_Exercise details:_
Rewrite every line of the entries below in full, shifting each answer point coordinate by -121 and leaving the bracketed sample coordinates in the lines that begin with "Note:" unchanged. Leave the pictures out of your answer.

Material for this task start

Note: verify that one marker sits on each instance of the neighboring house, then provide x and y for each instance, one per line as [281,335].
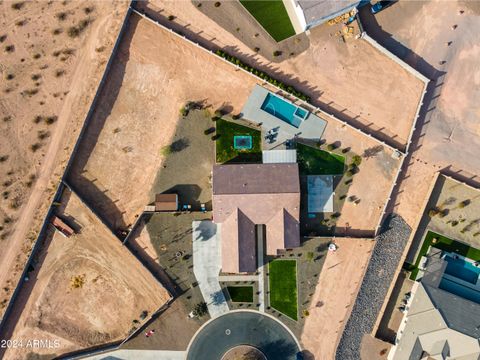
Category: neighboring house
[439,324]
[305,14]
[253,200]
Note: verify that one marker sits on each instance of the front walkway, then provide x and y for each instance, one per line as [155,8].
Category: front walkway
[207,265]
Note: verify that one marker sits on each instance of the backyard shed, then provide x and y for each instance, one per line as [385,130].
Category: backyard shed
[166,202]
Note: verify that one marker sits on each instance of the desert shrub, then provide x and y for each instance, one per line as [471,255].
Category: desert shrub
[144,314]
[18,5]
[49,120]
[61,16]
[200,309]
[433,212]
[35,147]
[75,31]
[166,150]
[76,282]
[357,160]
[43,134]
[29,92]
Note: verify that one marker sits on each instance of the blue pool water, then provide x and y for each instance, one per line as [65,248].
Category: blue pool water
[460,290]
[284,110]
[462,269]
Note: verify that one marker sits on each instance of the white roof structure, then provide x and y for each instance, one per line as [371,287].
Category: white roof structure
[279,156]
[320,193]
[426,334]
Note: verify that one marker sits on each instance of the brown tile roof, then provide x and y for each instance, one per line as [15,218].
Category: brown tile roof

Material for this task end

_Completed task:_
Note: verify that one marker sits on each instance of the neighboring house, then provide x and y for each instance, one per line as [281,335].
Category: neighboring house
[318,203]
[184,-107]
[132,79]
Note: verify that one marker sits on each instance of the front walkway, then provide x and y for each instance, one per line as [155,8].
Category: front walkway
[86,144]
Note: verify that one marker sits on each instance of the backyard shed, then provide x and y for each instance, one per line as [385,130].
Category: backyard shed
[45,81]
Note: verify that one marker sits on each instance of the desert shrub, then provide x and y for each instance, one per line as [471,255].
Category: desert shrub
[23,193]
[-103,-116]
[-72,-1]
[-60,-105]
[79,188]
[312,91]
[-86,26]
[-46,-90]
[45,29]
[-45,161]
[236,39]
[-78,13]
[-92,-29]
Note: verify that one marker sits on each instance of the blue pool water, then provide x and y for each instance, one per line as [65,248].
Category: blue pool water
[339,169]
[163,-11]
[341,148]
Note: verify that one marker sits on each instance of the white roof structure, then provide x and y for each instance, one per line as [371,287].
Category: white roof structure
[158,35]
[199,72]
[305,213]
Note: verify that one marker sits on each instance of the brown tile roof, then provide x and y for each instance, one per line as [15,218].
Category: brown tile roof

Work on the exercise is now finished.